GIVEN TASK A:
Tally the lines in the rows that contain the string "tomato", treating uppercase and lowercase as different, and give only the number.

TEXT SHOWN:

::::::::::

Empathy, Justice and the Science of Story

An interesting preview in the Boston Globe of Jonathan Gottschall’s new book, Graphing Jane Austen, […]

David Zahl / 5.9.12

An interesting preview in the Boston Globe of Jonathan Gottschall’s new book, Graphing Jane Austen, which surveys some recent studies looking at the role fiction plays in society, most of which seek to determine why/how stories are ‘good’ for us. Which sounds a bit lame, I know, especially given how much the conclusions depend on what stories are being told (and how). The studies in question don’t tell us anything we don’t already know – storytelling appears to have two primary ‘benefits’: it instills empathy for others and can act as “social glue’ by promoting shared values. The values themselves are telling, e.g. the universally strong response to depictions of ‘poetic justice’ — stories in which the bad guys get punished and the good guys get rewarded. Our inner lawyers/karma chameleons love a good revenge tale, in other words. Or we can recognize virtue when we see/read it.

Obviously this is a somewhat dubious project from the get-go, as if literature is concerned with results or things that can be ‘measured’ (or storytelling can even be spoken of in such broad terms). But as far as harmless rabbit trails go, it’s a pretty fun one. If what the researchers are saying has even a little merit – and it probably does – the two so-called ‘benefits’ of fiction do relate to one another in an interesting way. That is, the empathy that great storytelling (whether it be on the page or the screen) can inspire extends to both heroes and villains, bringing the reader into contact with their similarities to both. It reacquaints a person with the reality of themselves, as opposed to the “lie” mentioned below. One might go so far as to say that true empathy actually deconstructs the good-bad/reward-punishment paradigm, paving the way for grace. It certainly does in the television shows he mentions…  ht DJ:

Until recently, we’ve only been able to guess about the actual psychological effects of fiction on individuals and society. But new research in psychology and broad-based literary analysis is finally taking questions about morality out of the realm of speculation.

This research consistently shows that fiction does mold us. The more deeply we are cast under a story’s spell, the more potent its influence. In fact, fiction seems to be more effective at changing beliefs than nonfiction, which is designed to persuade through argument and evidence. Studies show that when we read nonfiction, we read with our shields up. We are critical and skeptical. But when we are absorbed in a story, we drop our intellectual guard. We are moved emotionally, and this seems to make us rubbery and easy to shape.

::::::::::

MATERIAL FOR THE TASK:

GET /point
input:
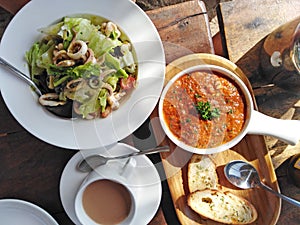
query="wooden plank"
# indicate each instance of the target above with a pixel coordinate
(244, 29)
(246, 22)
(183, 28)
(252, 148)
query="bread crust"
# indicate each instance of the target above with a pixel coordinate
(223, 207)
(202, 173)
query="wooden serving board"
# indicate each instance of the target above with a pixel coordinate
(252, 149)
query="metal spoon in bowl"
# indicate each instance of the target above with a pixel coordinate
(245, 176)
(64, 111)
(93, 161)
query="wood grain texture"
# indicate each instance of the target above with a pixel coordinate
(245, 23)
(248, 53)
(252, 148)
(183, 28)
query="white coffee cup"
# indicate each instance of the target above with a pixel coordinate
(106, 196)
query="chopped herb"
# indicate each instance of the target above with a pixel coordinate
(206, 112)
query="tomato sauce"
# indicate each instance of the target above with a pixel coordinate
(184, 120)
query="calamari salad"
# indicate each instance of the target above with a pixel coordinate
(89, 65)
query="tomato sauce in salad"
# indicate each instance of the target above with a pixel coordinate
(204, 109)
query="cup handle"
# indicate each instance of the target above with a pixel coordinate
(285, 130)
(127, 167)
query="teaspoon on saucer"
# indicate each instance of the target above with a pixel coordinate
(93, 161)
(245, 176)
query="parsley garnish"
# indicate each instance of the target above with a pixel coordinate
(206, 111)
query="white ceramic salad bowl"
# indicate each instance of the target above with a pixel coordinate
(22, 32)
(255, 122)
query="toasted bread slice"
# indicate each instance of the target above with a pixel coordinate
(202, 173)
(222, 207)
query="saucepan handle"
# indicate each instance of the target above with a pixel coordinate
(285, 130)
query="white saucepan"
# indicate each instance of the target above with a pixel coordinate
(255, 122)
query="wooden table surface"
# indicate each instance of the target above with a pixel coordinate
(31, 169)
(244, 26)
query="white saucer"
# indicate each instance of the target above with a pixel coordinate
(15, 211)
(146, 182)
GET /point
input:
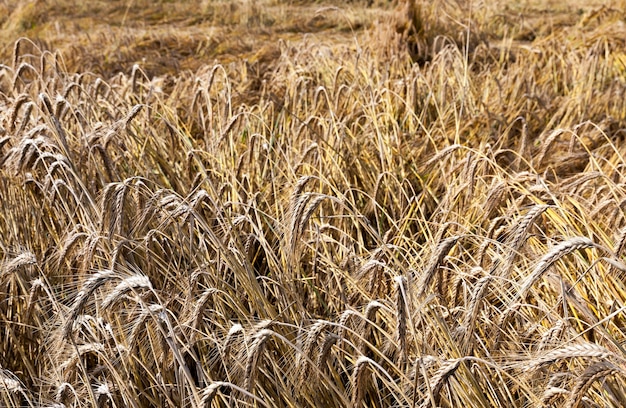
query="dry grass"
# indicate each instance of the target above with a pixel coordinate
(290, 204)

::::::::::

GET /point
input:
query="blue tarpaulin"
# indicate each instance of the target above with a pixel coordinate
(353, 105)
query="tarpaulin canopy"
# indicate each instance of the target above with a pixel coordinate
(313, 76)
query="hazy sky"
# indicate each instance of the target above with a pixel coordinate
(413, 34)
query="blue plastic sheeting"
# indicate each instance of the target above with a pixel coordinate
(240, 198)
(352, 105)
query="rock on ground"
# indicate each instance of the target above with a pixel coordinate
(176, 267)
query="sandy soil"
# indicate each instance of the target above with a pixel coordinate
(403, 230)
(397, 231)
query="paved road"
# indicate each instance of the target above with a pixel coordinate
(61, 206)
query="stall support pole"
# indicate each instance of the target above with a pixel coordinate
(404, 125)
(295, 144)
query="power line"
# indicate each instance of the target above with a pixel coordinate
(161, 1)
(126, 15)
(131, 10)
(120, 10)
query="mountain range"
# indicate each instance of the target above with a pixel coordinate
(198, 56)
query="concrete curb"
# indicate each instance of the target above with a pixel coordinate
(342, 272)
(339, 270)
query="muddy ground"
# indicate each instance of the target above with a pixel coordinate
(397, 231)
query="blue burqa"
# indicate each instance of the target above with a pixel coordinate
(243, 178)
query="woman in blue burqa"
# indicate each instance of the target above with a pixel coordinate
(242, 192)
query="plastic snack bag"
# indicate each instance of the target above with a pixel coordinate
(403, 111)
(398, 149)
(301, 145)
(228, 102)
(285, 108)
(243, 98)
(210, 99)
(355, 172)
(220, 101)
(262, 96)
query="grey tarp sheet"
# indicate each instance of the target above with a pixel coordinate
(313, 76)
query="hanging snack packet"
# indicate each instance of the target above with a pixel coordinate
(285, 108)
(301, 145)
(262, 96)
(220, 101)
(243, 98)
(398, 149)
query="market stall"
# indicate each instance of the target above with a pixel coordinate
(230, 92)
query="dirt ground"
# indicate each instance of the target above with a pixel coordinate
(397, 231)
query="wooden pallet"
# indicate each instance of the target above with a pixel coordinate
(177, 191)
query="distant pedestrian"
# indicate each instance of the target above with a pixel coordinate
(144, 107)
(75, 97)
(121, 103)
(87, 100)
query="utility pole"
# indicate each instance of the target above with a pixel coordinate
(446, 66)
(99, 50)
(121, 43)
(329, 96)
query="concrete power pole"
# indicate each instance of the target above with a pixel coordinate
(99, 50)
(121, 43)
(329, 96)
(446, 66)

::::::::::

GIVEN TASK B:
Answer these questions using the post on fiction and empathy above:
(i) What is the title of Jonathan Gottschall's new book?
(ii) What paradigm does the post suggest true empathy might deconstruct?
(iii) According to the research described, which is more effective at changing beliefs, fiction or nonfiction?

CORRECT OUTPUT A:
2

CORRECT OUTPUT B:
(i) Graphing Jane Austen
(ii) The good-bad/reward-punishment paradigm
(iii) Fiction